Copy the material below word for word, leaving out the picture.

Annotated coordinate material:

================

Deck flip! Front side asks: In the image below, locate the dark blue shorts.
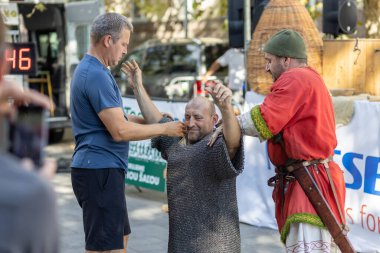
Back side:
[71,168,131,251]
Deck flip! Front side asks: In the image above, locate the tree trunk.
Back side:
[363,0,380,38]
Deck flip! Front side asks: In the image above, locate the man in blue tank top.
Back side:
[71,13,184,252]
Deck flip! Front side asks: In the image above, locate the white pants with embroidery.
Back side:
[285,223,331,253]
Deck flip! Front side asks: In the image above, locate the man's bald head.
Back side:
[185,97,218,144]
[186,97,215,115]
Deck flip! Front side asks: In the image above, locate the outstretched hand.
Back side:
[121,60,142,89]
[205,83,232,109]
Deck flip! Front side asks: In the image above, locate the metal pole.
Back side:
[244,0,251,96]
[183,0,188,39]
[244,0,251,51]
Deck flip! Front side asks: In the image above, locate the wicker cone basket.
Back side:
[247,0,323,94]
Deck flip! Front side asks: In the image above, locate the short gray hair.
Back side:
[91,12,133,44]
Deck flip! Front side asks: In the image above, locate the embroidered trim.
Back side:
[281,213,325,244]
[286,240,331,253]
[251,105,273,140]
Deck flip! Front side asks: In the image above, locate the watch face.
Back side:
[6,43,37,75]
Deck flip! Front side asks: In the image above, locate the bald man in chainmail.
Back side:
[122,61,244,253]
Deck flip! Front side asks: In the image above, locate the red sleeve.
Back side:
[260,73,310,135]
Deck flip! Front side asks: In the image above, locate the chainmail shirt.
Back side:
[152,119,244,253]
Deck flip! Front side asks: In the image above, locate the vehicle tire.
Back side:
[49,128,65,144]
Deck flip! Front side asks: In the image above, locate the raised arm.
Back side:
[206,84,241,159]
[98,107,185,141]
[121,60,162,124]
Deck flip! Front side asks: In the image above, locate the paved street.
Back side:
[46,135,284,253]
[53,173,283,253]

================

**IN RESPONSE:**
Deck flip! Front side asks: In the image below, locate the dark blue shorts.
Back side:
[71,168,131,251]
Deck flip! Front side asks: In the image above, locate the tree trunk.
Back side:
[363,0,380,38]
Deck flip! Front side asks: In the image above, locate the man in blue tank top.
Back side:
[71,13,184,252]
Deck flip! Front side asks: In the image above, locate the white pants with embroidery.
Back side:
[285,223,331,253]
Deck flip! Front side asks: In the image above, locate the man's bald head.
Back side:
[185,97,218,144]
[186,97,215,115]
Deck flip! Front side asks: In the image above, locate the outstretched hand.
Back side:
[121,60,142,89]
[205,83,232,109]
Deck flip! Front side asks: In the image above, locate the metal pole.
Back side:
[244,0,251,96]
[183,0,188,39]
[244,0,251,51]
Deck flip! Front side asks: In the image above, locate the wicker cone basket.
Back side:
[247,0,323,94]
Deck flip! Front side asks: In the image above, locate the short gray hair.
Back side:
[91,12,133,44]
Deck flip! Front side asks: In the image above, locate the embroidered trim.
Back side:
[281,213,325,244]
[286,240,331,253]
[251,105,273,140]
Deck flip! Front side asks: In the image above, locate the watch face.
Back side:
[6,43,37,75]
Deck flip! Front side asks: In the image above, locate the bald man in chainmail.
Back side:
[122,61,244,253]
Deck flip! Front side asks: In the image above, locate the red sleeve.
Back side:
[260,73,310,135]
Deck flip! Front side asks: In the image above, locate the chainmail shirt.
Back side:
[152,119,244,253]
Deck flip! Front side asks: In the image above, locate the vehicle tire.
Back side:
[49,128,65,144]
Deck flip! Front side asks: In the image above, locate the raised arm.
Back side:
[206,84,241,159]
[98,107,185,141]
[121,60,162,124]
Deck flip! Front side asks: In the image above, locate the paved street.
Back side:
[46,135,284,253]
[53,173,283,253]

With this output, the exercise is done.